Text extract:
▬▬▬▬▬▬▬▬▬▬

Another example of Bauer's being well-known* and respected in the community is that during the dust-up back in the 40s and 50s about whether comic books led to juvenile delinquency Seattle's mayor appointed a commission to investigate the problem: Bauer wrote the committee's report, suggesting that banning comics wd do little good and that offering more activities (Boys' Clubs, scouting) was a better solution to prevent delinquency -- a moderate position at the time, when a witch-hunt was on that almost destroyed comic books in this country.**


From my point of view, I'm most interested in Bauer as an author -- specifically, in identifying, if possible, the piece he sent Tolkien. The factors we have to go on are

(1) it existed by November 1966, when Tolkien thanked him for sending it

(2) it was probably by Bauer (though this is not a certainty)

(3) it probably related in some way to Tolkien (or else why wd he send it?)

(4) it may have related in some way to Sinclair Lewis (or else Tolkien's sudden seque into BABBITT and reading all of S.L.'s work is a bit of a non-sequetor)


It turns out Bauer was relatively prolific, though many of his publications were what I suppose we might call technical in nature -- yearly listings of publications by the Tennessee Valley Authority, for example. The most promising item is a book he wrote of literary essays called SEASONED TO TASTE -- but it came out in 1961 (published in Seattle, University of Washington Press), which seems a bit early. I now have the library's (much marked up) copy of this book, which turns out to be a collection of some sixty-four essays, most of them quite brief (two or three pages). All but two*** of these in turn are said to have been taken from Bauer's column of the same name, "Seasoned to Taste", which ran monthly in the WILSON LIBRARY BULLETIN for ten years, from September 1951 (Vol. 26, number 1, page 6) through June 1961 (Vol. 35, number 10, page 799). Out of these hundred issues, he selected those he included in his book.****

Having read his book, I can testify that there are no mentions of Tolkien or of S. Lewis anywhere within its pages. Similarly, I have so far gone through half the run of his columns (1951-1954 and 1960-1961) and found nothing that at all fits the parameters; I'll still have the years corresponding to the original release of THE LORD OF THE RINGS to go through, so I'll report back here if I find anything of interest in Volumes 29-33.

▬▬▬▬▬▬▬▬▬▬

Written request 1: Please write out the part of the post about Bauer that opens with the words containing "(1) it existed" and closes with "he send it?)".
Written request 2: Decide whether each statement agrees with the post about Bauer, answering yes or no and quoting the words of the post that settle it: (a) SEASONED TO TASTE was published in 1961 by University of Washington Press. (b) Several essays in SEASONED TO TASTE mention Tolkien. (c) Bauer's column "Seasoned to Taste" appeared weekly.
Written request 3: Give what follows in the post about Bauer, beginning after its final sentence.

▬▬▬▬▬▬▬▬▬▬

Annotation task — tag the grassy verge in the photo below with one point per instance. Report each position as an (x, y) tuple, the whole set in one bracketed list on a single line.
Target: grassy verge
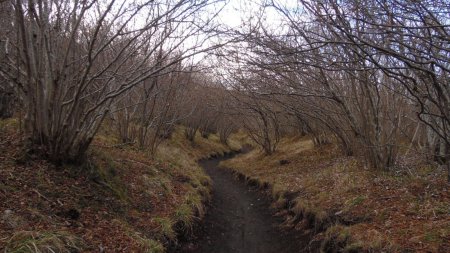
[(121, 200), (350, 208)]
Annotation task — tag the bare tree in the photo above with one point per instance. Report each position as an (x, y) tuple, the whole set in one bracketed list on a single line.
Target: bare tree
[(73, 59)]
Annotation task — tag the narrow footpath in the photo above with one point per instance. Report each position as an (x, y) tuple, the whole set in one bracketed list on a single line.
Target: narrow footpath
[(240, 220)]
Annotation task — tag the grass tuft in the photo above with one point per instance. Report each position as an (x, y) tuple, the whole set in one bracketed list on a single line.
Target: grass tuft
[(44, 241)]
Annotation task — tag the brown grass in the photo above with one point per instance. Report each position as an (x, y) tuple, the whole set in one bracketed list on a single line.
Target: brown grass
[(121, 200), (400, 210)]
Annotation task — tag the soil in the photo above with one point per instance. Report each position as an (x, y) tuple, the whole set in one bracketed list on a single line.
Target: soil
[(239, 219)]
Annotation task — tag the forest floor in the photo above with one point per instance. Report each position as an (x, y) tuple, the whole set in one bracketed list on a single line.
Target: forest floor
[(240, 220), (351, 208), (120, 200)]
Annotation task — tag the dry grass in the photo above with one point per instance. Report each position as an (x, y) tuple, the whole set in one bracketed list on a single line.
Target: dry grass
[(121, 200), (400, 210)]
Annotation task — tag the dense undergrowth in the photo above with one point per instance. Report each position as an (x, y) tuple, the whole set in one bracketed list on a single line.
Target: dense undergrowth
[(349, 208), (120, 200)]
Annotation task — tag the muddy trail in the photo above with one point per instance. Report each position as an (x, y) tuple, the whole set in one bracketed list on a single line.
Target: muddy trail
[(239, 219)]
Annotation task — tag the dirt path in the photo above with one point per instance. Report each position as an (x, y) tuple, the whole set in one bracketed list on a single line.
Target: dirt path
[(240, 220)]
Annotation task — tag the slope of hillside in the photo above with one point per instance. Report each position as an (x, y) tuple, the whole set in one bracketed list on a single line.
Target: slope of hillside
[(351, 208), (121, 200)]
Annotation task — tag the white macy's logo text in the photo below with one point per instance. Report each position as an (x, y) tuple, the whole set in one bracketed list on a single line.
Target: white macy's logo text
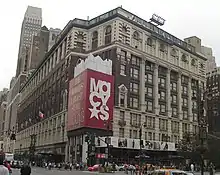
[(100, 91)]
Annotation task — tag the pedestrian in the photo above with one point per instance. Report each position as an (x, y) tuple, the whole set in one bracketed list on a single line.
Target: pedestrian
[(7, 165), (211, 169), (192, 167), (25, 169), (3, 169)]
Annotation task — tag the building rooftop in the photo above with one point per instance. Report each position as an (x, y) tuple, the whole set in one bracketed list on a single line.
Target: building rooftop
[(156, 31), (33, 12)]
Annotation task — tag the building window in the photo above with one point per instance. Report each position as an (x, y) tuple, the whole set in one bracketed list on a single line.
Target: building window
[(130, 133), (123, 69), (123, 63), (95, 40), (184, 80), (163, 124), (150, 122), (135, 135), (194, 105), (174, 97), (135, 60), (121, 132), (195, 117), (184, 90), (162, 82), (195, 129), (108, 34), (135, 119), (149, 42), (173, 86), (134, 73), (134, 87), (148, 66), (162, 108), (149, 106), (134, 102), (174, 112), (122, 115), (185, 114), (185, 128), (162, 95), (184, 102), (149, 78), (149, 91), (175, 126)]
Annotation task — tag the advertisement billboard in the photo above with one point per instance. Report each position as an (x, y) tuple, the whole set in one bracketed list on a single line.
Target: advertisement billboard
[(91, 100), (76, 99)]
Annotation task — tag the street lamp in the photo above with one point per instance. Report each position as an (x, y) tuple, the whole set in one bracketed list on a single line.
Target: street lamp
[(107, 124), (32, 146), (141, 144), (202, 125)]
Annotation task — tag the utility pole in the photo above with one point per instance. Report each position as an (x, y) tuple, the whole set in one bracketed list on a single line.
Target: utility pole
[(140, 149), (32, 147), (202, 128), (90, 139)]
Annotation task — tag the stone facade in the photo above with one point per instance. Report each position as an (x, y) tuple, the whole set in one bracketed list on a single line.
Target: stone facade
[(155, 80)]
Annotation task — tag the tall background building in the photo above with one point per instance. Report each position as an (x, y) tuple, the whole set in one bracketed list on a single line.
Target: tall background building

▬▬▬▬▬▬▬▬▬▬

Result 1:
(1) it existed by November 1966, when Tolkien thanked him for sending it

(2) it was probably by Bauer (though this is not a certainty)

(3) it probably related in some way to Tolkien (or else why wd he send it?)

Result 2:
(a) Yes: "it came out in 1961 (published in Seattle, University of Washington Press)"
(b) No: "there are no mentions of Tolkien or of S. Lewis anywhere within its pages"
(c) No: "ran monthly in the WILSON LIBRARY BULLETIN for ten years"

Result 3:
So, how is Bauer's book? Let's just say that his jokes haven't aged well. His occasional pieces on current issues involving libraries are for the most part dated but still occasionally relevant. Most pieces are comments on books and authors and themes that have caught his attention, and some of these are interesting in their own right. By far the most interesting was one on Th. Wms Malkin, a child prodigy who died in 1802 at the age of six and a half, having already created his own imaginary world, written stories set therein, and even come up with an invented language spoken therein. Young Malkin is so interesting that I need to devote a separate post to him.


In short, Bauer's column resembles nothing so much as a blog, with him expounding upon whatever topic has seized his attention since the last entry.

For now, I've had no luck in finding just what it was Bauer sent Tolkien. I'll continue the search, but it's quite possible I won't be able to discover it -- instead of one of these columns,  it might just as easily have been a book review (say, of LotR upon its first publication, dug back out at the time of the book's campus popularity in the mid-sixties) for a local newspaper (Seattle used to have two, but the better one folded a few years back) or any of a number of other outlets.

In any case, I'm glad to have learned about Bauer, and through him about Malkin, but the identity of the piece Bauer sent Tolkien remains as elusive as ever.

--John R.
current reading: THE RING GOES SOUTH: "Journey in the Dark"
current audiobook: "Tolkien's THE LORD OF THE RINGS -- Literature?" (lecture thirty-five in Jn M. Bowers' THE WESTERN LITERARY CANON IN CONTEXT (2008)


*(when I went into the Suzzallo-Allen special collections to see if they had any Bauer materials, the special collections librarian there looked at the form and said "Oh, Harry Bauer!" -- clearly he'd been a personality whose reputation still lingers)

**"Comic Books Problem", the LIBRARY NEWS BULLETIN 17 (1949), being the report on Mayor Devin's Citizens' Committee on Comic Books. Note that the infamous Fredric Wertham launched his attack on comics in 1948, through an article appearing in the SATURDAY REVIEW and also READER'S DIGEST, six years before his famous book  SEDUCTION OF THE INNOCENT.

***the two exceptions, according to his Preface, come from the BULLETIN OF BIBLIOGRAPHY (1956) and the WASHINGTON ALUMNUS (1949)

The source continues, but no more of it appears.